Convert the lines below into a JSON list of strings, with one string for each line and blank lines left out.

Materials provided:
---
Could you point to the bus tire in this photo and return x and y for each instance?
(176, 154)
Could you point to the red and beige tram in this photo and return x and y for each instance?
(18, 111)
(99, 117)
---
Response below:
[
  "Could you point to the bus tire in this photo and return x and y for each instance?",
  "(176, 154)",
  "Could you point to the red and beige tram in this photo and return x and y for each instance?",
  "(18, 111)",
  "(99, 117)"
]